#### Extrait du texte
Économie

Algérie. L’informel prospère sur fond de déficit budgétaire

L’économie informelle, florissante, emploie un Algérien sur deux, et échappe à tout impôt. Ses dizaines de milliers d’acteurs exercent avec succès leurs talents dans le commerce, l’agriculture et la spéculation immobilière, tout en privant le pays d’une bonne partie des revenus fiscaux nécessaires pour financer la protection sociale et lutter contre les inégalités.

L'image montre une scène animée d'un marché urbain. On peut voir plusieurs personnes se déplacer rapidement, créant un effet de flou. Au premier plan, un homme se tient de dos, tenant des objets. Des étals sont visibles, avec des boîtes et des marchandises disposées sur des chariots. En arrière-plan, des magasins sont ouverts et on aperçoit des clients. L'atmosphère semble vivante et dynamique, typique d'un marché fréquenté.
########
#### Liste des données
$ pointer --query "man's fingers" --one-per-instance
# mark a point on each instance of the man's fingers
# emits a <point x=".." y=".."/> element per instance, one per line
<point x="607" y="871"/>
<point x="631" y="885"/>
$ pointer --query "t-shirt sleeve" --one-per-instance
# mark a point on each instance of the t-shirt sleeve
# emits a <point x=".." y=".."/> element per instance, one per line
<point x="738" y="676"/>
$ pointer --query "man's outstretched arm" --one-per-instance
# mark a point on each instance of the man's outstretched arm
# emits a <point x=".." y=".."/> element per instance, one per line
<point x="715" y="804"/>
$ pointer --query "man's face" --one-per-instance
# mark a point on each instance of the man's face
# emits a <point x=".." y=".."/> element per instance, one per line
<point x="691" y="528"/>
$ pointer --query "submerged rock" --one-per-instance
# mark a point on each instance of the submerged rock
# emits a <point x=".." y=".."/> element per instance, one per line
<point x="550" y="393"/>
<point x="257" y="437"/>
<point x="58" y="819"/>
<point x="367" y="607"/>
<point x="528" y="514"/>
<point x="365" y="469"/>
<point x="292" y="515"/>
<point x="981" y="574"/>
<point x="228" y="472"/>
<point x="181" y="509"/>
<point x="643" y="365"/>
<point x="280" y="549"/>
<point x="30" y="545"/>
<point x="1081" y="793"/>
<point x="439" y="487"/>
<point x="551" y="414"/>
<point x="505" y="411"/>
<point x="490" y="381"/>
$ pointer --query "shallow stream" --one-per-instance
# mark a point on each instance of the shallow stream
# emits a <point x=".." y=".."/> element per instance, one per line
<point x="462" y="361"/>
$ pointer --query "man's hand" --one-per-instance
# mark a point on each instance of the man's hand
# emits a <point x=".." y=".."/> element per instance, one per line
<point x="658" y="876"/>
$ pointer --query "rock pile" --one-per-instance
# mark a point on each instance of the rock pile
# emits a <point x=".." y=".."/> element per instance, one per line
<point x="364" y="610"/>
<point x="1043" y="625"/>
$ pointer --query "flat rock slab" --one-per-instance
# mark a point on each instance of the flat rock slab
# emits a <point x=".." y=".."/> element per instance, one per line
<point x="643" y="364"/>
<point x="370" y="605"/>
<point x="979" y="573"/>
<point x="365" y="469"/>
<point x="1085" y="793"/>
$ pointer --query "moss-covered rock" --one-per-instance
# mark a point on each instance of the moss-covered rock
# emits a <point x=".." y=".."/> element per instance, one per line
########
#### Consigne A:
Les affirmations suivantes concordent-elles avec l'extrait sur l'économie informelle en Algérie ? (i) L'économie informelle emploie la moitié des Algériens. (ii) Les acteurs de l'informel s'acquittent d'une partie de l'impôt. (iii) L'informel est présent dans le commerce et dans l'agriculture. Pour chacune, répondez par oui ou par non et citez les mots décisifs de l'extrait.
#### Consigne B:
D'après l'extrait, en quoi l'économie informelle nuit-elle au pays ? Répondez en une à trois phrases.
#### Consigne C:
Recopiez le passage de l'extrait qui commence aux mots « L’économie informelle, florissante, emploie » et se termine après les mots « contre les inégalités. ».

#### Réponse A:
(i) Oui : « emploie un Algérien sur deux »
(ii) Non : « échappe à tout impôt »
(iii) Oui : « dans le commerce, l’agriculture et la spéculation immobilière »

#### Réponse B:
L'économie informelle échappe à tout impôt. Elle prive donc le pays d'une bonne partie des revenus fiscaux nécessaires pour financer la protection sociale et lutter contre les inégalités.

#### Réponse C:
L’économie informelle, florissante, emploie un Algérien sur deux, et échappe à tout impôt. Ses dizaines de milliers d’acteurs exercent avec succès leurs talents dans le commerce, l’agriculture et la spéculation immobilière, tout en privant le pays d’une bonne partie des revenus fiscaux nécessaires pour financer la protection sociale et lutter contre les inégalités.